# start of Data supplied

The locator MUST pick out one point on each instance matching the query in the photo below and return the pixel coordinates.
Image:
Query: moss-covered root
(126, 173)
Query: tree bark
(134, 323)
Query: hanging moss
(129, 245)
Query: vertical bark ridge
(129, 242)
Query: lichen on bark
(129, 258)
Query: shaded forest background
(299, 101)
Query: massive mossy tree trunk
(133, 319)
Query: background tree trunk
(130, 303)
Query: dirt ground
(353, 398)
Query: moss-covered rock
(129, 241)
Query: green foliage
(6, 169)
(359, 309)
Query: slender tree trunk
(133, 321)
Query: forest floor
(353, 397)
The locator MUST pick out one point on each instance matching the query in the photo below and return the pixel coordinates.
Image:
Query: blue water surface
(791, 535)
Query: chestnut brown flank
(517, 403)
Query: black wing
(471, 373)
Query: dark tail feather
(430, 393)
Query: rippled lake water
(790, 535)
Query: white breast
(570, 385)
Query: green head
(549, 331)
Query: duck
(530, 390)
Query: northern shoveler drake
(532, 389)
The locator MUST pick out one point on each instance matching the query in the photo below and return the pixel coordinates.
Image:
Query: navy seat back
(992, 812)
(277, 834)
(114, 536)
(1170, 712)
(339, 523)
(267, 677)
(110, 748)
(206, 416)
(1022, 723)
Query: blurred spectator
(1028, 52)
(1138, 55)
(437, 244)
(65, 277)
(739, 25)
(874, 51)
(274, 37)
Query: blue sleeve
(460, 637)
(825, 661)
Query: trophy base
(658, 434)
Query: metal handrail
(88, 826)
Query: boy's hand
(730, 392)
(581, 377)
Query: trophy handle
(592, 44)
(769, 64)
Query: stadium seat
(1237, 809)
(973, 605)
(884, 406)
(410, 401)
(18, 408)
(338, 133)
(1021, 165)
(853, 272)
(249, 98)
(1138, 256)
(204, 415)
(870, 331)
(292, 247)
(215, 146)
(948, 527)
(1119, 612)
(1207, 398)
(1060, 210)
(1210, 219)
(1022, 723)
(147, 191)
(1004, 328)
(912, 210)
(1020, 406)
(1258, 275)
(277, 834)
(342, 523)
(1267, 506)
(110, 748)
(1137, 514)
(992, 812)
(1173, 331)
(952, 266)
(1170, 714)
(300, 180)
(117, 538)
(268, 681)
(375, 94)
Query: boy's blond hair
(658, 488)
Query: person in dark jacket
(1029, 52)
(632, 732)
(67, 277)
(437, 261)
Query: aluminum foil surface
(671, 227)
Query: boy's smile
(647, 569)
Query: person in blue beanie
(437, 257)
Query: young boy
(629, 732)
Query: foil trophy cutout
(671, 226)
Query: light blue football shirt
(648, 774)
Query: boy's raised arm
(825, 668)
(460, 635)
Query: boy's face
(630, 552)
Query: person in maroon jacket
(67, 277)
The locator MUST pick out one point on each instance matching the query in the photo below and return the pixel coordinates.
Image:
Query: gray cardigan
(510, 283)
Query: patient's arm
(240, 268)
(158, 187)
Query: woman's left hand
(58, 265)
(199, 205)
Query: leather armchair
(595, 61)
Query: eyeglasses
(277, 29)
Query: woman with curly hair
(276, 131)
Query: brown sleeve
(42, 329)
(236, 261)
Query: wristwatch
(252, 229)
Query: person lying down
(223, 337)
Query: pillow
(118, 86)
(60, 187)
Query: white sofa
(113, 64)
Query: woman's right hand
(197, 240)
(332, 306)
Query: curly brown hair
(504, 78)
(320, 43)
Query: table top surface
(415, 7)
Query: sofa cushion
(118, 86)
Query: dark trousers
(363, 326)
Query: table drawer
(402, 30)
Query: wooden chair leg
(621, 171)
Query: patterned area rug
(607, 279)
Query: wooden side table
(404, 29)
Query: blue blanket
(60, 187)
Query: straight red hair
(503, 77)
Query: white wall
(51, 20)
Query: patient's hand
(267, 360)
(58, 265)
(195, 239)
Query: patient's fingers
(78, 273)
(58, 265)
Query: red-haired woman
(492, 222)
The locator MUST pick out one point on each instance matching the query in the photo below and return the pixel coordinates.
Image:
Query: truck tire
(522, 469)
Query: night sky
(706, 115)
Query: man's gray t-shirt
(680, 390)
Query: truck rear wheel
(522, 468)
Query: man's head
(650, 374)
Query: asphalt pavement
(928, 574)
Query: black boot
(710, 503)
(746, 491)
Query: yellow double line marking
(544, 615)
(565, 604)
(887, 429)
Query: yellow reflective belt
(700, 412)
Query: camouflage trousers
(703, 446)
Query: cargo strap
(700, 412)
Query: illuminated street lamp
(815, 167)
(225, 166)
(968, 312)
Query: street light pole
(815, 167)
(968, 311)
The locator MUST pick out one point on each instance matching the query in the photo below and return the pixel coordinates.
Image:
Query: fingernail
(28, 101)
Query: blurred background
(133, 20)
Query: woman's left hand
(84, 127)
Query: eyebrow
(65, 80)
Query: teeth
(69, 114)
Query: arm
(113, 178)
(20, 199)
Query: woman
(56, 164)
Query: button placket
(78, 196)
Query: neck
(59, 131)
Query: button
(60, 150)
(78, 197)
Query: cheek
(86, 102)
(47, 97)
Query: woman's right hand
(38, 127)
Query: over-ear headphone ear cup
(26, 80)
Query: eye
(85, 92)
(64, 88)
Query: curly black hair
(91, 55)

# end of Data supplied

> Problem statement: Reproduce the material above line for line, without any changes.

> The solution:
The locator MUST pick out one point on each instance matching the query in the photo below and return the pixel coordinates.
Image:
Query: moss-covered root
(126, 173)
Query: tree bark
(134, 323)
Query: hanging moss
(129, 245)
Query: vertical bark ridge
(129, 242)
Query: lichen on bark
(129, 258)
Query: shaded forest background
(299, 101)
Query: massive mossy tree trunk
(133, 319)
Query: background tree trunk
(130, 303)
Query: dirt ground
(353, 398)
Query: moss-covered rock
(129, 241)
Query: green foliage
(6, 169)
(359, 309)
Query: slender tree trunk
(133, 321)
Query: forest floor
(353, 397)
The locator MUST pick out one point on each instance matching the query in the photo below and return the pixel coordinates.
Image:
Query: blue water surface
(791, 535)
Query: chestnut brown flank
(517, 403)
Query: black wing
(471, 373)
Query: dark tail feather
(430, 393)
Query: rippled lake water
(790, 535)
Query: white breast
(570, 385)
Query: green head
(549, 331)
Query: duck
(530, 390)
Query: northern shoveler drake
(532, 389)
The locator MUST pick out one point on each instance matching the query in the photo below and return the pixel coordinates.
Image:
Query: navy seat back
(992, 812)
(277, 834)
(114, 536)
(1170, 712)
(339, 523)
(267, 677)
(110, 748)
(206, 416)
(1022, 723)
Query: blurred spectator
(1028, 52)
(1138, 55)
(437, 244)
(65, 277)
(739, 25)
(874, 51)
(274, 37)
Query: blue sleeve
(460, 637)
(825, 661)
Query: trophy base
(658, 434)
Query: metal handrail
(88, 826)
Query: boy's hand
(730, 392)
(581, 377)
Query: trophy handle
(592, 44)
(769, 64)
Query: stadium seat
(1237, 809)
(973, 605)
(884, 406)
(410, 401)
(18, 408)
(338, 133)
(1021, 165)
(853, 272)
(249, 98)
(1138, 256)
(204, 415)
(870, 331)
(292, 247)
(215, 146)
(948, 527)
(1119, 612)
(1207, 398)
(1060, 210)
(1210, 219)
(1022, 723)
(147, 191)
(1004, 328)
(912, 210)
(1020, 406)
(1258, 275)
(277, 834)
(342, 523)
(1267, 506)
(110, 748)
(1137, 514)
(992, 812)
(1173, 331)
(952, 266)
(1170, 714)
(300, 180)
(117, 538)
(268, 681)
(375, 94)
Query: boy's blond hair
(658, 488)
Query: person in dark jacket
(1029, 52)
(632, 732)
(67, 277)
(437, 261)
Query: aluminum foil surface
(671, 227)
Query: boy's smile
(647, 569)
Query: person in blue beanie
(437, 257)
Query: young boy
(629, 732)
Query: foil trophy cutout
(671, 226)
Query: light blue football shirt
(648, 774)
Query: boy's raised arm
(825, 668)
(460, 635)
Query: boy's face
(630, 552)
Query: person in maroon jacket
(67, 277)
The locator MUST pick out one point on each instance matching the query in the photo below and return the pixel coordinates.
Image:
Query: gray cardigan
(510, 283)
Query: patient's arm
(240, 268)
(158, 187)
Query: woman's left hand
(58, 265)
(199, 205)
Query: leather armchair
(595, 61)
Query: eyeglasses
(277, 29)
Query: woman with curly hair
(276, 131)
Query: brown sleeve
(42, 329)
(236, 261)
Query: wristwatch
(252, 229)
Query: person lying down
(223, 337)
Query: pillow
(118, 86)
(60, 187)
Query: white sofa
(113, 64)
Query: woman's right hand
(197, 240)
(332, 306)
Query: curly brown hair
(504, 78)
(320, 43)
Query: table top surface
(415, 7)
Query: sofa cushion
(118, 86)
Query: dark trousers
(363, 326)
Query: table drawer
(402, 30)
Query: wooden chair leg
(621, 171)
Query: patterned area rug
(607, 279)
Query: wooden side table
(404, 29)
Query: blue blanket
(60, 187)
Query: straight red hair
(503, 77)
Query: white wall
(51, 20)
Query: patient's hand
(267, 360)
(58, 265)
(195, 239)
Query: patient's fingers
(78, 273)
(58, 265)
Query: red-haired woman
(492, 222)
The locator MUST pick out one point on each instance matching the query in the photo below and return the pixel coordinates.
Image:
Query: truck tire
(522, 469)
Query: night sky
(706, 115)
Query: man's gray t-shirt
(680, 390)
Query: truck rear wheel
(522, 468)
Query: man's head
(650, 374)
Query: asphalt pavement
(928, 574)
Query: black boot
(710, 503)
(746, 491)
Query: yellow double line marking
(544, 615)
(565, 604)
(887, 429)
Query: yellow reflective belt
(700, 412)
Query: camouflage trousers
(703, 446)
Query: cargo strap
(700, 412)
Query: illuminated street lamp
(815, 167)
(225, 166)
(968, 312)
Query: street light pole
(815, 167)
(968, 311)
The locator MUST pick out one point on each instance matching the query in the photo below and return the pixel coordinates.
Image:
Query: fingernail
(28, 101)
Query: blurred background
(133, 20)
Query: woman's left hand
(84, 127)
Query: eyebrow
(65, 80)
Query: teeth
(69, 114)
Query: arm
(113, 178)
(20, 199)
Query: woman
(56, 164)
Query: button placket
(78, 196)
Query: neck
(59, 131)
Query: button
(60, 150)
(78, 197)
Query: cheek
(86, 102)
(47, 97)
Query: woman's right hand
(38, 127)
Query: over-ear headphone ear cup
(26, 80)
Query: eye
(85, 92)
(64, 88)
Query: curly black hair
(91, 55)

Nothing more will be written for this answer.